REQUIRED WORK:
Please answer these questions about the comment thread on New England fishing:
1. How many years has Frank Mirarchi fished from Scituate, Mass.?
2. Which institution's initiative is the seafood pocket guide that Stefano recommends?
3. According to Frank Mirarchi, up to what share of catches has the days at sea system forced fishermen to discard?

DOCUMENT SEGMENT:
Start of Block

  • Stefano says:
    June 20th, 2009 at 2:04 pm

    Thank you for the very informative program. I only wish you went one step further and provided listeners with some guidelines on how to eat seafood sustainably. A good place where to start would be for everybody to get the handy seafood pocket guide available at http://www.seafoodwatch.org, an initiative of the Monterey Bay Aquarium. And if one wants to go one step further, Taras Grescoe’s book “Bottomfeeder” is a delightful must read.

  • Frank Mirarchi says:
    June 20th, 2009 at 4:05 pm

    I have fished from the small South Shore port of Scituate, Mass. for 47 years. Presently I operate a 55 foot dragger with my son. Groundfish comprise the majority of my catches. Our port is now diminished to about 12 boats all of which are struggling to survive.

    The days at sea system has reduced our efficiency to the point where our businesses are not profitable, our boats are old and not well maintained and we are compelled to fish with too few crew mwmbers for safe operation. The days at sea system has also forced the discarding of up to 50% of our catches in order to comply with daily landing limits. This system has failed to protect the fish and is putting our fishing communities in harms way.

    I strongly support the concept of catch shares and the development of fishing sectors for New England. The difficulty many fishermen are having with the sector program stems from a lack of good information on the important choices which they must soon make. We may well be asked to sign a contract with serious legal and financial consequences without knowing the amounts of fish or the membership costs beforehand. This is at a minimum unfair and counterproductive.

    Once the New England Fishery Management Council votes at the June 23- 25 meeting it is important that responsible agencies provide detailed information on the costs, risks and benefits of whatever program the Council selects.

    Catch shares have the potential to restore the New England groundfish fishery to its former productivity. It is important that all parties work cooperatively to insure that this actually occurs.

  • Soog says:
    June 22nd, 2009 at 2:10 am

    jj is correct. Fisherman are portrayed as these hardworking victims of a system that doesn’t understand. The fact is they could not care less about the future of their industry. They only see as far as the next catch. Take Frank Mirarchi on this thread. Here is a man who is suffering under the current restrictions. Would he ever leave the industry? No. Fisherman feel it is their right to fish regardless of market conditions. If 12 boats are struggling to survive that means there are too many boats.

  • June 22nd, 2009 at 11:15 am

    Thanks to everyone who wrote on this blog–it was fascinating to be on the program and to read your responses.

    This week’s vote to change the way New England groundfish fishermen are managed will enable conservation-minded fishermen like Frank to effectively act to restore our oceans to their former abundance.
End of Block
[Data records]
Start of Block
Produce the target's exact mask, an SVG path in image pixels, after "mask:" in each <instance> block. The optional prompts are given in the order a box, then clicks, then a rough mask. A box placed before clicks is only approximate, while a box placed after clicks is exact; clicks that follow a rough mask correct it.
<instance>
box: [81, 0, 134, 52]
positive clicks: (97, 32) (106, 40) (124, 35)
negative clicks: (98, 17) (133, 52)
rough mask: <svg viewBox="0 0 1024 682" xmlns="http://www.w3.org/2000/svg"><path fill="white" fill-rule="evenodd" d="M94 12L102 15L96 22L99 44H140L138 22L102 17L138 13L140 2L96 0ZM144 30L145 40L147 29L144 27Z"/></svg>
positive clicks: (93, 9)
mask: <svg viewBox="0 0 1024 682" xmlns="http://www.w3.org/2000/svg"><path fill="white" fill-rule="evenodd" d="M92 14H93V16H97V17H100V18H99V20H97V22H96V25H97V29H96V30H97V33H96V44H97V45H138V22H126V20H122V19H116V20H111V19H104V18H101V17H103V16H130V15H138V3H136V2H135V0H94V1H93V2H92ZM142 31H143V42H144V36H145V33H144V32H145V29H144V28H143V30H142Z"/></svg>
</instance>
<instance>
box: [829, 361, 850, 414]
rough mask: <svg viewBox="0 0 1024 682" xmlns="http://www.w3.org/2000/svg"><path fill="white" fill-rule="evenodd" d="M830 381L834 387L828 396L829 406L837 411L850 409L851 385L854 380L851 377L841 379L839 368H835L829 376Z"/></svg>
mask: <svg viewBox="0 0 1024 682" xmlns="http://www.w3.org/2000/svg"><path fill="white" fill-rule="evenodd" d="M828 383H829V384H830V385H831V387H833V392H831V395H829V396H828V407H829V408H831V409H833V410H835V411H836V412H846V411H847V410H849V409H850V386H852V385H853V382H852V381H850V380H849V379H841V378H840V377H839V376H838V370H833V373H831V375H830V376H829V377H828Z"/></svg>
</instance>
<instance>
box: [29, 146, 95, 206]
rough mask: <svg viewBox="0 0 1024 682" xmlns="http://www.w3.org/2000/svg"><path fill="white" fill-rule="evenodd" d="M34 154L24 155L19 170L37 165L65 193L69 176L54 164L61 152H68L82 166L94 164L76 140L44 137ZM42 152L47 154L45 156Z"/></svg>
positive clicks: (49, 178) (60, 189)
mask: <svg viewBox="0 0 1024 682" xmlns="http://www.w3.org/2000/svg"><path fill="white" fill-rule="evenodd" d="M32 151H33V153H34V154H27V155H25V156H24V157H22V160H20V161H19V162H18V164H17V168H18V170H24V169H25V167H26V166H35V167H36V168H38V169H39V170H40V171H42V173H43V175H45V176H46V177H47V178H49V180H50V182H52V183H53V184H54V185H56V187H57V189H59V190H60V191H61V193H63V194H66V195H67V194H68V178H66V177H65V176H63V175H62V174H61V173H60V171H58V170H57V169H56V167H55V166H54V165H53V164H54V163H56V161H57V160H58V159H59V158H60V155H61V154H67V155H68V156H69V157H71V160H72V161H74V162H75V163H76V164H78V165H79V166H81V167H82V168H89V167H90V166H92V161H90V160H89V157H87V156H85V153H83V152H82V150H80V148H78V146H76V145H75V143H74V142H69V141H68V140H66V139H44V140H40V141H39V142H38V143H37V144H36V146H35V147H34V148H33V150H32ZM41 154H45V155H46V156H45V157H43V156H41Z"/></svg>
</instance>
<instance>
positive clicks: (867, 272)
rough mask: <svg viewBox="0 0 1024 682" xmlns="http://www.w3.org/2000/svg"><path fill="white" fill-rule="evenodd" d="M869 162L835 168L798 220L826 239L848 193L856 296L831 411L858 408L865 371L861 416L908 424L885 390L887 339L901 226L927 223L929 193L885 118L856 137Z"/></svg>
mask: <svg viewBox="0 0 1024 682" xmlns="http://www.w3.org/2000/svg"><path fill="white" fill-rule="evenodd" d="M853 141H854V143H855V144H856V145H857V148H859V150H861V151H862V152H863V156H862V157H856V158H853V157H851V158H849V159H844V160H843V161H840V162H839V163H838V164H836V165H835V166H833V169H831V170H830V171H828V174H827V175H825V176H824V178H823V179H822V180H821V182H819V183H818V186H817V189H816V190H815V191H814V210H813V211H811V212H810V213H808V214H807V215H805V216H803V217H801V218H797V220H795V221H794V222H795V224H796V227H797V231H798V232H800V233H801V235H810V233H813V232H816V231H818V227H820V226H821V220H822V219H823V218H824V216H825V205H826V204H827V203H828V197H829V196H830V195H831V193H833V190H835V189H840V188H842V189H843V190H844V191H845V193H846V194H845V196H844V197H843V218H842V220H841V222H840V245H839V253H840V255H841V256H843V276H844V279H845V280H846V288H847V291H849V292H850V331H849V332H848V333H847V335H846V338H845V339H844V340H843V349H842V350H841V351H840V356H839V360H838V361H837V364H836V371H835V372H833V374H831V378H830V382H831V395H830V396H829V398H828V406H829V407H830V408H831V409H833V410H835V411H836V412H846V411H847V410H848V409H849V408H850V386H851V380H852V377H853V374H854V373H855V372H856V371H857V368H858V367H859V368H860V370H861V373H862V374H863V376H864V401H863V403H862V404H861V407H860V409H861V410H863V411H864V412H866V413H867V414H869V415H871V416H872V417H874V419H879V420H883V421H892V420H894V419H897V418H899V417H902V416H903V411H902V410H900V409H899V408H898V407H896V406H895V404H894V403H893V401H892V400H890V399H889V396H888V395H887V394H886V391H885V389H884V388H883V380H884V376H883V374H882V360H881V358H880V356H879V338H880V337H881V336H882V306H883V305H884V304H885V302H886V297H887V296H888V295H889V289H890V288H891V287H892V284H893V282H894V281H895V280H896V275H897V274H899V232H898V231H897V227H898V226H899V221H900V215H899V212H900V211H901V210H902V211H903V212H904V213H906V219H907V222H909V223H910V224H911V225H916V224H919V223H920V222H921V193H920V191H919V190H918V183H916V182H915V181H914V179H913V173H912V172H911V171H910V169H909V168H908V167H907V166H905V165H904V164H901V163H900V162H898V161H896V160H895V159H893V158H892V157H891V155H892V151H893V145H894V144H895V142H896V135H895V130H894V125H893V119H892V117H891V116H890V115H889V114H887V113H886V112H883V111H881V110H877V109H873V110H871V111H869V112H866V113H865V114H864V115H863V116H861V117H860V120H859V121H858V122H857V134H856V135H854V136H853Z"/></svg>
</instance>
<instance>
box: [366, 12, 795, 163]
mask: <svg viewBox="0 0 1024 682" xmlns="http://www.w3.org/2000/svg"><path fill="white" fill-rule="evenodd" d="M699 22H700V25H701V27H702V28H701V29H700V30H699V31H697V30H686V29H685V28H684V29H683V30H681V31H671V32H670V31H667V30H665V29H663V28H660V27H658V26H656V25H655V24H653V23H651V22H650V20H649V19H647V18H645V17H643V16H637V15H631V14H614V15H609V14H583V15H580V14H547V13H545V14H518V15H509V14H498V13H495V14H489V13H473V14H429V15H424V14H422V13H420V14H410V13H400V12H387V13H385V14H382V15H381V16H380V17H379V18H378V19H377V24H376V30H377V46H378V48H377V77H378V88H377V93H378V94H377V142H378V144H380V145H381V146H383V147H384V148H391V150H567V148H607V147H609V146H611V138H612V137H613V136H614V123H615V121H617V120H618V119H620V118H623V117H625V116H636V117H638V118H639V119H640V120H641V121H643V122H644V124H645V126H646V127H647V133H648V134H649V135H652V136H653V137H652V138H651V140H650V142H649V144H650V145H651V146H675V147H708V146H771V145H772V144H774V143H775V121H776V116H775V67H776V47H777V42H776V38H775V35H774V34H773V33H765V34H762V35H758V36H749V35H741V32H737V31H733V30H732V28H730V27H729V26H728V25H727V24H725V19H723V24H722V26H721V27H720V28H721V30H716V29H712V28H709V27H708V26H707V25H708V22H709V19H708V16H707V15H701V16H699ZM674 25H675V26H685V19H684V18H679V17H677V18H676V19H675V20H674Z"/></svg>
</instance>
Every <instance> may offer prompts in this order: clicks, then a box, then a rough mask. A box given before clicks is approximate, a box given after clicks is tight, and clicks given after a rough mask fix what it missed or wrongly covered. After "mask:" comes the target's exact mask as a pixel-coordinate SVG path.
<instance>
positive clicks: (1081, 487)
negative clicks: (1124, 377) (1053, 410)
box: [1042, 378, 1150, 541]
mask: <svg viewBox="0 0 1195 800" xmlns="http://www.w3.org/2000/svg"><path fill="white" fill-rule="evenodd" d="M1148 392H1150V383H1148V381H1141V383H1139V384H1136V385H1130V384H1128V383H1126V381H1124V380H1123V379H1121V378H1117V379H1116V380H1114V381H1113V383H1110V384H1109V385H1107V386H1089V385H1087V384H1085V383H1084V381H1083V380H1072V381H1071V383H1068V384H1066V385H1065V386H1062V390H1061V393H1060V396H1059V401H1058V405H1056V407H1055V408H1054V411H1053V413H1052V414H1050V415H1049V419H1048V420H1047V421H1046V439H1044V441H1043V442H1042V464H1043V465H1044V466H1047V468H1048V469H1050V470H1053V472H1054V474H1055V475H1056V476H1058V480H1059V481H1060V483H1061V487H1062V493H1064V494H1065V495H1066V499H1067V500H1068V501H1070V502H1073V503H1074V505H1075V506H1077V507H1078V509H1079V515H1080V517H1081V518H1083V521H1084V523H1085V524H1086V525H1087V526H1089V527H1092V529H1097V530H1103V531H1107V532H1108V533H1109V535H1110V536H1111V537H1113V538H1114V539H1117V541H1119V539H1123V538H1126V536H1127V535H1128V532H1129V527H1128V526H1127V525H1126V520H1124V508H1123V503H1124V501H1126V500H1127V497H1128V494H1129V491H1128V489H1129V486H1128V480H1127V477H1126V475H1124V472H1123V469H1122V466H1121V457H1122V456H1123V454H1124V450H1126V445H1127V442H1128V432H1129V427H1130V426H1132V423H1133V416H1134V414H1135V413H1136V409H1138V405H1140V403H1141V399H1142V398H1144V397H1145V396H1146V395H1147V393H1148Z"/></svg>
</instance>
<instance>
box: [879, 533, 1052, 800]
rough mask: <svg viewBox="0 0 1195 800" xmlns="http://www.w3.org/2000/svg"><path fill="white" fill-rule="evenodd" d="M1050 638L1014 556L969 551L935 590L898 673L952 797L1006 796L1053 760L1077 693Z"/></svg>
End of Block
TASK RESPONSE:
1. 47 years.
2. The Monterey Bay Aquarium.
3. Up to 50%.